- Problema breve a
Copia sin cambios las líneas de las entradas desde la que contiene "tree | outline every instance" hasta la que contiene "317 10 L 309", ambas incluidas.

En esa homología, el actor parece ser el instrumento con el que se da forma a esa partitura.
Si, pero en ese caso, tenemos que convenir que es un instrumento particular, singular. No se lo puede confundir con un instrumento musical al que uno lo toca y suena de acuerdo a cómo uno lo toca; cosa que no siempre sucede con un actor. A veces, uno lo toca y no suena (risas) o suena de una manera distinta a la que uno quiere o uno no sabe tocarlo... El trabajo del teatro es mucho más complicado de lo que parece. Primero porque no es una mera interpretación de un texto; es una recreación. Y, muchas veces, es una creación a partir de un texto. Se ponen en juego muchas cosas. Sobre todo en elencos grandes. En un principio, está la interacción del director con el texto pero después está la interacción con el escenógrafo, con el iluminador, con los actores y la de los actores entre sí. Son interacciones que también hablan ínter subjetividades que finalmente logran o no hacer una obra que funcione.

Y el trabajo de los actores sobre el texto también debe darte material para trabajar.
Por supuesto. Pero no opinando sino actuando. El actor contribuye u opina actuando. Cuando opina hablando, empiezan los malos entendidos. “Esto debería hacerse...”; ahí empiezan los malos entendidos.

¿En qué momento te dijiste “Sí, soy actor”?

- Información extraída

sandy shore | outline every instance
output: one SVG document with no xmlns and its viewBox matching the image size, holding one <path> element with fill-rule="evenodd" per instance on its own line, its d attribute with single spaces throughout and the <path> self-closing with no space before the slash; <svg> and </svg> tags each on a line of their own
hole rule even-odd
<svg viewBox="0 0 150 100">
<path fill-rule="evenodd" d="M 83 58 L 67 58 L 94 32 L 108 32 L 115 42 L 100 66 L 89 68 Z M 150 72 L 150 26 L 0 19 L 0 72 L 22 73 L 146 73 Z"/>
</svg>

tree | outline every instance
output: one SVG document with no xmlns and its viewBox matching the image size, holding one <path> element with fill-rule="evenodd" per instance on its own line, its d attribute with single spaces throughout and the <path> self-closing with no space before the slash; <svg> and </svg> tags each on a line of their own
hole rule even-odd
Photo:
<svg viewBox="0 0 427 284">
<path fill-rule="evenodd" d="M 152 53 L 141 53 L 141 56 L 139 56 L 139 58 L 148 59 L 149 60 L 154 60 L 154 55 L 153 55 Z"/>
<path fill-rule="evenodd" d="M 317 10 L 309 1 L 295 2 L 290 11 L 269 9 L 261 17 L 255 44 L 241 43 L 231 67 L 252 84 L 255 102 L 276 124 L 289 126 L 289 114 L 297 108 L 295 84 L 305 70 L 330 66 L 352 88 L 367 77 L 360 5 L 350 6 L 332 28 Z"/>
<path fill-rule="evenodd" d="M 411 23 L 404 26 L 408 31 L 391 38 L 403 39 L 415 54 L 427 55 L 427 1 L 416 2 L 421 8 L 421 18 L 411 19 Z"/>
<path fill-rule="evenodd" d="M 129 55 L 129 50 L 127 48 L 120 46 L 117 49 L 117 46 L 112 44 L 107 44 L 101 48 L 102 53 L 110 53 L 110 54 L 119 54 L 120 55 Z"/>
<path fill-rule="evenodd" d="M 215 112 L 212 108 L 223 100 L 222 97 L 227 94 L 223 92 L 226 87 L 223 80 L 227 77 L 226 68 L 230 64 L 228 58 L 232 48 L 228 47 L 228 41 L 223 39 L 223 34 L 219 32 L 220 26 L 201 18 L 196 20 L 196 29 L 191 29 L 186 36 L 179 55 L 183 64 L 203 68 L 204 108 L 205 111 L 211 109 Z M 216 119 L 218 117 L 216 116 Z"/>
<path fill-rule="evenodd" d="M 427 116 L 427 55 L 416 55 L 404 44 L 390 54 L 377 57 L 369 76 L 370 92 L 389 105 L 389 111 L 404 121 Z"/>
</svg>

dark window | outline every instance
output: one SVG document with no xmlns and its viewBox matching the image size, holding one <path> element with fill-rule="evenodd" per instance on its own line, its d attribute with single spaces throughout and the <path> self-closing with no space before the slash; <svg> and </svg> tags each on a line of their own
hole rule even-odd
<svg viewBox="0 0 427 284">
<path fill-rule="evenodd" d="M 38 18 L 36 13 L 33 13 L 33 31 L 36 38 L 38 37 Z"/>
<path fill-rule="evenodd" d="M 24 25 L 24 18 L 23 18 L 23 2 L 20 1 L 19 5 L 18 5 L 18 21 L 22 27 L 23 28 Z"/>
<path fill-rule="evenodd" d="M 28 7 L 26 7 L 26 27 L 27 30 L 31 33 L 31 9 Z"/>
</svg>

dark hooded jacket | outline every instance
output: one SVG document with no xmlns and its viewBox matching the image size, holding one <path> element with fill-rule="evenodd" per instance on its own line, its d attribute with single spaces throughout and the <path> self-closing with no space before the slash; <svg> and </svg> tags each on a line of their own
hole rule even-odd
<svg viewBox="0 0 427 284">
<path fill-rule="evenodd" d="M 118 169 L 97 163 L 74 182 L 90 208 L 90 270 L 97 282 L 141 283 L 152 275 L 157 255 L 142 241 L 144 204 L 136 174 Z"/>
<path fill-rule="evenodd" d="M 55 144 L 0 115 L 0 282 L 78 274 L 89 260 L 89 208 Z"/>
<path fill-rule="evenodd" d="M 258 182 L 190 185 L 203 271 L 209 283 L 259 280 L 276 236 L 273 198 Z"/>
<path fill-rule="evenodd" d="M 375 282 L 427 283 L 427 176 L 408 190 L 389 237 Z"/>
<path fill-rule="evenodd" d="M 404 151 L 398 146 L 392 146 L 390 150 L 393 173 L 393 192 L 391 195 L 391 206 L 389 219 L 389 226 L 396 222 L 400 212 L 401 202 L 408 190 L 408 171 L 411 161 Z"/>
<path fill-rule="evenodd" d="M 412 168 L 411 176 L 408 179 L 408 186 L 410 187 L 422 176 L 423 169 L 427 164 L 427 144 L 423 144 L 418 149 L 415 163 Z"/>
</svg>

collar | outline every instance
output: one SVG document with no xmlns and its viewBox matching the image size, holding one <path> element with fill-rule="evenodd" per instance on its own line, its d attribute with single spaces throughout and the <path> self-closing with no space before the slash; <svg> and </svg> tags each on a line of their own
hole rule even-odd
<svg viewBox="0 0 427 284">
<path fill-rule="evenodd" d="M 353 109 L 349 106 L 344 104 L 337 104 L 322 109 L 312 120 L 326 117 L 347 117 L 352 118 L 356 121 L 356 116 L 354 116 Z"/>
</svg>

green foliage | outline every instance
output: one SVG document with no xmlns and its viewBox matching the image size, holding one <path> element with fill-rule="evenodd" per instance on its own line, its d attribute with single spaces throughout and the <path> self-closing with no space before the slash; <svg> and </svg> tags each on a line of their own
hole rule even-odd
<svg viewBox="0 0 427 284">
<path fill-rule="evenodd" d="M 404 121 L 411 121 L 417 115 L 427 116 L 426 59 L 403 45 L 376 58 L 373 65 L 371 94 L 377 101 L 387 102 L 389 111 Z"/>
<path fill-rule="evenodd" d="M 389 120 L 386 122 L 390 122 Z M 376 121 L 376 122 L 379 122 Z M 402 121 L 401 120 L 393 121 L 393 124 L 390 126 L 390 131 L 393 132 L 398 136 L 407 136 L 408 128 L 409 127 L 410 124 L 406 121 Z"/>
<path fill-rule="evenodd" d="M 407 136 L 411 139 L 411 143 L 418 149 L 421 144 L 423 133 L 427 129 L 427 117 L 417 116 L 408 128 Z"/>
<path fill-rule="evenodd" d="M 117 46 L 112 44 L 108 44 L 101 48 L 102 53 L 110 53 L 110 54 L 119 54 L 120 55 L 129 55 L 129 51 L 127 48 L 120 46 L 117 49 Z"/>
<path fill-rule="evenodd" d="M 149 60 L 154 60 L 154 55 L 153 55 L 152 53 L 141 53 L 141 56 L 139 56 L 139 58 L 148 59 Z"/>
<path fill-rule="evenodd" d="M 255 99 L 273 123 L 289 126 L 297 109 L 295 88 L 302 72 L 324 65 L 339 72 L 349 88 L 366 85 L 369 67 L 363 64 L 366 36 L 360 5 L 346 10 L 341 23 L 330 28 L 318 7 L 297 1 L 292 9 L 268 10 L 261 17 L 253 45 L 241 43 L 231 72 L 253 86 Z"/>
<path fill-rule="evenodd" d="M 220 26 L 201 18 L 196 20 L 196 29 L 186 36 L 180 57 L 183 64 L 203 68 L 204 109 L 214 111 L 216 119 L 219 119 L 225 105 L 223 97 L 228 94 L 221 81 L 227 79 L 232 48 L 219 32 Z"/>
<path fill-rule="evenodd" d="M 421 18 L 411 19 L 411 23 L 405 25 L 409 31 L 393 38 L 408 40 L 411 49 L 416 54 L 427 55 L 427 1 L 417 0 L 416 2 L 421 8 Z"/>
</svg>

- Problema breve b
Responde según el extracto sobre el trabajo del actor:
(i) ¿Qué es el trabajo del teatro, según el extracto, en lugar de una mera interpretación de un texto?
(ii) ¿En qué elencos, sobre todo, se ponen en juego muchas cosas?
(iii) ¿De qué manera contribuye u opina el actor?

- Resultado final a
tree | outline every instance
output: one SVG document with no xmlns and its viewBox matching the image size, holding one <path> element with fill-rule="evenodd" per instance on its own line, its d attribute with single spaces throughout and the <path> self-closing with no space before the slash; <svg> and </svg> tags each on a line of their own
hole rule even-odd
Photo:
<svg viewBox="0 0 427 284">
<path fill-rule="evenodd" d="M 152 53 L 141 53 L 141 56 L 139 56 L 139 58 L 148 59 L 149 60 L 154 60 L 154 55 L 153 55 Z"/>
<path fill-rule="evenodd" d="M 317 10 L 309 1 L 295 2 L 290 11 L 269 9 L 261 17 L 255 44 L 241 43 L 231 67 L 252 84 L 255 102 L 276 124 L 289 126 L 289 114 L 297 108 L 295 84 L 305 70 L 330 66 L 352 88 L 367 77 L 360 5 L 350 6 L 332 28 Z"/>

- Resultado final b
(i) Una recreación.
(ii) En los elencos grandes.
(iii) Actuando.